⟨

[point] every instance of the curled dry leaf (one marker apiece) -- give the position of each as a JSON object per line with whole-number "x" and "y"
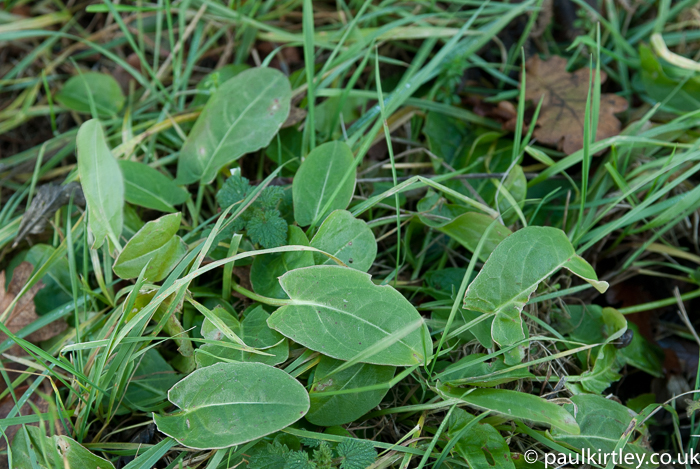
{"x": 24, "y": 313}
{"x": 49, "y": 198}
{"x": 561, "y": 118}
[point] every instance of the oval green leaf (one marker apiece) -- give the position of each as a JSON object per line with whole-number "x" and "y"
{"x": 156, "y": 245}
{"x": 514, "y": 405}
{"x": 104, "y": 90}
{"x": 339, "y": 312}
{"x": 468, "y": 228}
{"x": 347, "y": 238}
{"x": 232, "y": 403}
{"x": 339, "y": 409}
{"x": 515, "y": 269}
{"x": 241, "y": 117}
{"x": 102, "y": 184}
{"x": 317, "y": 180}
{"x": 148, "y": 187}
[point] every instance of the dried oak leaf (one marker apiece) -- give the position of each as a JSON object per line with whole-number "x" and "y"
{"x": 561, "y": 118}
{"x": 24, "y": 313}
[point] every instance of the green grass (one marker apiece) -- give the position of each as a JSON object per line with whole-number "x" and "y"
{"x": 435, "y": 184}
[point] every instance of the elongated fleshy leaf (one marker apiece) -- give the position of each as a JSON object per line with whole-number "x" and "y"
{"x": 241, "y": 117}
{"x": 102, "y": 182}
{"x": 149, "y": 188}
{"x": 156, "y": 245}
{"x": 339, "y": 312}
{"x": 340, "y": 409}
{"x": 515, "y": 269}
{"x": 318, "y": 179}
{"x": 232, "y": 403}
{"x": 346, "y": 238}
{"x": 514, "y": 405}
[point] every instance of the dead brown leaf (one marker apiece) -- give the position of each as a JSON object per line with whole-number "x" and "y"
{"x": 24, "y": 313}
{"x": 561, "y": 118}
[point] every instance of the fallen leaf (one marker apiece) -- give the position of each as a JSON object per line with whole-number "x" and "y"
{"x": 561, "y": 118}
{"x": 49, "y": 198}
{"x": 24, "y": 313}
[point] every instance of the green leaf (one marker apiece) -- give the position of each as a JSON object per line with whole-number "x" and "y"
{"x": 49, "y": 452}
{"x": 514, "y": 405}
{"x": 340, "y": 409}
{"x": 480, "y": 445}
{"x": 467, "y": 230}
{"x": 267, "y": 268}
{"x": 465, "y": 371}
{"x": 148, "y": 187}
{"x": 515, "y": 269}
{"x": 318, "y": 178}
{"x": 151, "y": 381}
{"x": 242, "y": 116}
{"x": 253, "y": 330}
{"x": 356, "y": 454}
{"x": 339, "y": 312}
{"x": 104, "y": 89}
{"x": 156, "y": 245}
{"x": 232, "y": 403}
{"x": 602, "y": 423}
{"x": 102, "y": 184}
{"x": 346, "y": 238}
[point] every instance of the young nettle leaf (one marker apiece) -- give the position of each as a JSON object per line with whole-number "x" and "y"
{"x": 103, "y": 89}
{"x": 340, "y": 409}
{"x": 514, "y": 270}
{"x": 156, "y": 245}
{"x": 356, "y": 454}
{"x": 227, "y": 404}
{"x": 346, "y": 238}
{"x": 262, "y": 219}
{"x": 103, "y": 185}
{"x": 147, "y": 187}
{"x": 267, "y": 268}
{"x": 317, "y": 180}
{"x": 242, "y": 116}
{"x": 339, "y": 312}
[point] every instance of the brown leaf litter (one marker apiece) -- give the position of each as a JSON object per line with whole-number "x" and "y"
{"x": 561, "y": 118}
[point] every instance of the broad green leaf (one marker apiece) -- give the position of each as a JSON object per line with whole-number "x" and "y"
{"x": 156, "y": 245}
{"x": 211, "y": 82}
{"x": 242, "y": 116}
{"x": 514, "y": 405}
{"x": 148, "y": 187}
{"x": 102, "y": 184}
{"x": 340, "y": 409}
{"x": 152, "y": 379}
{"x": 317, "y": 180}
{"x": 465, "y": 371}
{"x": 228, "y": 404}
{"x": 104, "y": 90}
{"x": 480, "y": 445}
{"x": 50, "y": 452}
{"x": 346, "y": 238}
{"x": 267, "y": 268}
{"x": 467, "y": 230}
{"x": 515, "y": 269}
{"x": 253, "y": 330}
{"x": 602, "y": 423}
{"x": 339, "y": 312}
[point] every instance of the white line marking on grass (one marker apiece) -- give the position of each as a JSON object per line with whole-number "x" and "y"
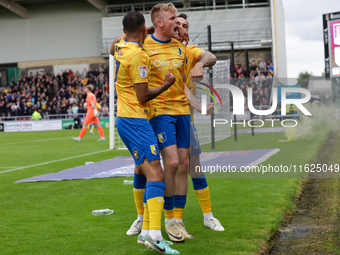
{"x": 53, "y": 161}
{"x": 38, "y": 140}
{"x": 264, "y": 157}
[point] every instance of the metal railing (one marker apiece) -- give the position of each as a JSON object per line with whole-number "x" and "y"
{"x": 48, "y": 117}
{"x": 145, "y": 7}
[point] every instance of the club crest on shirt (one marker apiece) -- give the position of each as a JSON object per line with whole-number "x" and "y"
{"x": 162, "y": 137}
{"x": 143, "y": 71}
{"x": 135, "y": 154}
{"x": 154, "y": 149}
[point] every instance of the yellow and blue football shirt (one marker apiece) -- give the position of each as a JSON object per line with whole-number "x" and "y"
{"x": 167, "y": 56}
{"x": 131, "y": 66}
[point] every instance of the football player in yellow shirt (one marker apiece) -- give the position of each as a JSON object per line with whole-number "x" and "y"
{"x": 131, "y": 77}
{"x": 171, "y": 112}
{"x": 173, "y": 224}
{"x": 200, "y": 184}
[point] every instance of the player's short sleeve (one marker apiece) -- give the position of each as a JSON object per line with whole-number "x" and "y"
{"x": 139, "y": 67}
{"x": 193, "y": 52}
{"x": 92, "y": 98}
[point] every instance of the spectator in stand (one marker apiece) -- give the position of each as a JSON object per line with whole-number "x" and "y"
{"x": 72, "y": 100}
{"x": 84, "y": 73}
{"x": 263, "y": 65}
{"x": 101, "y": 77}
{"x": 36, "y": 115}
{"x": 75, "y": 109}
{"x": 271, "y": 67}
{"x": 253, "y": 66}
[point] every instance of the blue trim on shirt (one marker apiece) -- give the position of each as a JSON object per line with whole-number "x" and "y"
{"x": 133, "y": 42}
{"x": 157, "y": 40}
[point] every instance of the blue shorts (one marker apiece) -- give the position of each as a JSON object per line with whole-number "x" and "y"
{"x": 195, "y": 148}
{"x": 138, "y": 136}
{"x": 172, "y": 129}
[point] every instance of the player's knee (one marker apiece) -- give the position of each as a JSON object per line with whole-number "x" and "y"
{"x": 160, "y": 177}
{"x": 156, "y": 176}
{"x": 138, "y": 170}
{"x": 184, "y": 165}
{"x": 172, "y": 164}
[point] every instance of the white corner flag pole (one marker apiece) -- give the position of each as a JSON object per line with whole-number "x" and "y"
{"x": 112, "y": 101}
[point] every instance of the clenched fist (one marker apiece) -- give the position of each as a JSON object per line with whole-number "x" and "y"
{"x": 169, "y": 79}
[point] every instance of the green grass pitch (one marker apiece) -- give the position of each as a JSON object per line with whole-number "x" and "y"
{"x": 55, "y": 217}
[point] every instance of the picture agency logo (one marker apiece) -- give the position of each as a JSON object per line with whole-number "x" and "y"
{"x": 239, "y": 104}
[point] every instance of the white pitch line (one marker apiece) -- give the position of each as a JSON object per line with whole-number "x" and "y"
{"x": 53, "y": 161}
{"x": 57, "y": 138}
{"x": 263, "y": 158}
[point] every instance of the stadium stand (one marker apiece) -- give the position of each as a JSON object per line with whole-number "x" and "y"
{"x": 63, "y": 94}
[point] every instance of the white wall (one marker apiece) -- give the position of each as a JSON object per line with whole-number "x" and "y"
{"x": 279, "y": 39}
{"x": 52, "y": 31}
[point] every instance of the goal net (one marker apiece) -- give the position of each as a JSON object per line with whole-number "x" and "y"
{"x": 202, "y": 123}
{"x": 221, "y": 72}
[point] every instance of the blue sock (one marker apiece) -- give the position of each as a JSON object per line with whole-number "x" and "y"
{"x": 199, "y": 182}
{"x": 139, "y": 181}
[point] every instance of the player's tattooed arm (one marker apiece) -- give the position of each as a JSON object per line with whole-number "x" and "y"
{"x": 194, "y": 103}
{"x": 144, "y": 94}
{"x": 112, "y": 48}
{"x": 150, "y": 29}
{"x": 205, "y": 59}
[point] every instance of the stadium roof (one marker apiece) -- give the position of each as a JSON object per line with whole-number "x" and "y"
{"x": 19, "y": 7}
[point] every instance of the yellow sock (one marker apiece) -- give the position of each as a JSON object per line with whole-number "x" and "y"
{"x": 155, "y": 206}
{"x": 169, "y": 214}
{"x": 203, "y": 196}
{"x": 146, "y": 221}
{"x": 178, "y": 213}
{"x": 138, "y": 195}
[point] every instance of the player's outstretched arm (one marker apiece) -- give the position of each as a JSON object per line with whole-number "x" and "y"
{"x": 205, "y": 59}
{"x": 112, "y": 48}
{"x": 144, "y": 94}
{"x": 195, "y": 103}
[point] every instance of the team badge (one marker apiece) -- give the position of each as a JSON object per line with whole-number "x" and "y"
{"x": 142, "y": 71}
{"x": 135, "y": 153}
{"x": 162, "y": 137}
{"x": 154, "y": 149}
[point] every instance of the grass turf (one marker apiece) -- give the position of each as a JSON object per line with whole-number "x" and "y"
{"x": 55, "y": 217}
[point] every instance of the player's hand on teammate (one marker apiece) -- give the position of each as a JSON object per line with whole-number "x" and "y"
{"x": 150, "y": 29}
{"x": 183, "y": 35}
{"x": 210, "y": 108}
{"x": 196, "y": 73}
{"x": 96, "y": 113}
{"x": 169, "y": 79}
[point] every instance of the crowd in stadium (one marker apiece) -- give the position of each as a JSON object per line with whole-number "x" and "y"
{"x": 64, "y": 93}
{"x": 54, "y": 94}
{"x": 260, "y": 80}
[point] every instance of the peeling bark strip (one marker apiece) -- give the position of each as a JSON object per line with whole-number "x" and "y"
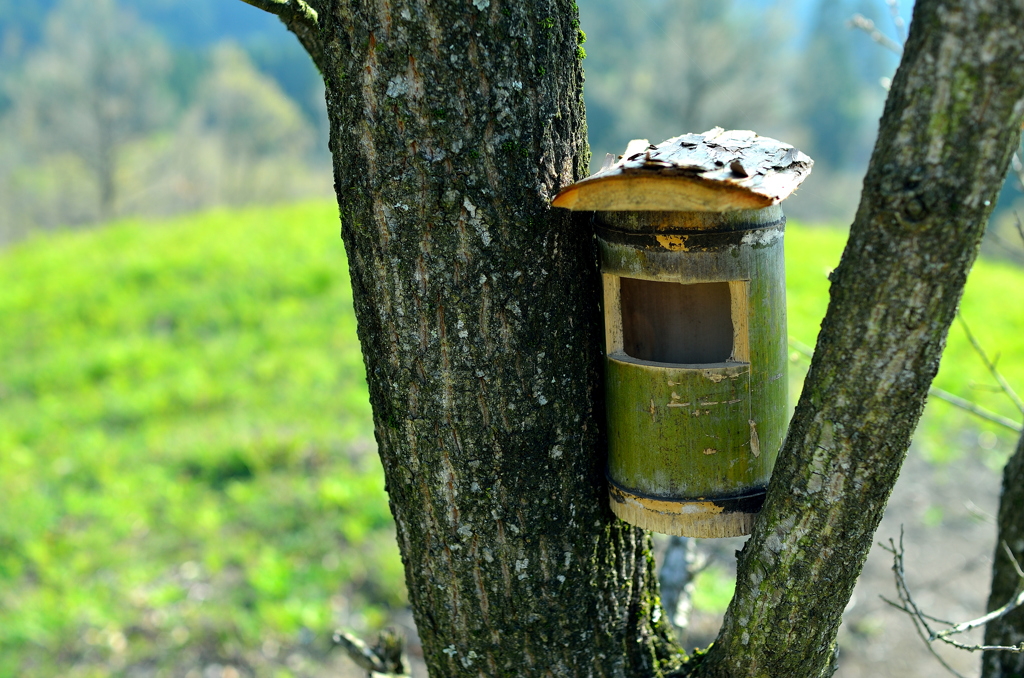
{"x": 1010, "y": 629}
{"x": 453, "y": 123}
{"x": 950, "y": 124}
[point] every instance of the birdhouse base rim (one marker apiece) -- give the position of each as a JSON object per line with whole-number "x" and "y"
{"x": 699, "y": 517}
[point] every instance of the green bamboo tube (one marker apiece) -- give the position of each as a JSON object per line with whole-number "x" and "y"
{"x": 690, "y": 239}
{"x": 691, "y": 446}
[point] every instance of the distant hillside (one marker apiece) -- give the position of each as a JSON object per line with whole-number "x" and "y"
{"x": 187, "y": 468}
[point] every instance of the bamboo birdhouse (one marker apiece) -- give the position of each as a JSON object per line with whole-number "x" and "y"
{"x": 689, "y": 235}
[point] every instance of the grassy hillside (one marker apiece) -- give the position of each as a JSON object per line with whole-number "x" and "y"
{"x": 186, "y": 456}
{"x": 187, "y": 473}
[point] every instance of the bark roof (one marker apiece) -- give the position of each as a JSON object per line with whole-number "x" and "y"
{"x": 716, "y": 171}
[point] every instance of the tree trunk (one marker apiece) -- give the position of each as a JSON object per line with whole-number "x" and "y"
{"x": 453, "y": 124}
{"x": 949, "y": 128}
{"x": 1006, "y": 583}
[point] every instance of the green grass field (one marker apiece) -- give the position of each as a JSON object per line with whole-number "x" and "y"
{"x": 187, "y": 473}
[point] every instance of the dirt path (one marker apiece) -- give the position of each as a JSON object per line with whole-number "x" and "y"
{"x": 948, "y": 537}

⟩

Your objective:
Retype nothing except the lines from the line holding "[point] every instance of the distant" through the last line of the entries, both included.

Completed task:
[point] every instance of the distant hillside (one marker apiece) -- give the position of each as a JSON object per line with whole-number "x" and "y"
{"x": 187, "y": 468}
[point] every instance of the bamboo birdhouse (one marker apiece) -- give the position of each as a JSON object per line with whole-number "x" and "y"
{"x": 689, "y": 235}
[point] every instance of the grassy hillside (one marker apiece) -- give the position of each as a JSON object per line with whole-number "x" and "y"
{"x": 186, "y": 456}
{"x": 187, "y": 473}
[point] every instance of the bark roof (one marker apiece) -- give the position of each as a JSON object per line with whole-number "x" and "y"
{"x": 716, "y": 171}
[point] every instance of the tree trunk (one marker apiece) -- give the position of each as a JSON object per line with whole-number "x" and "y"
{"x": 453, "y": 124}
{"x": 949, "y": 128}
{"x": 1006, "y": 583}
[point] every instance of the green grass field (one marker apiece) -- give the position of each as a JSON object per line with whole-number "x" and "y"
{"x": 187, "y": 473}
[point] every instance of the dirt path (one marker apiece) -- give the position of each as a JSON object per line with whole-number "x" and "y"
{"x": 948, "y": 537}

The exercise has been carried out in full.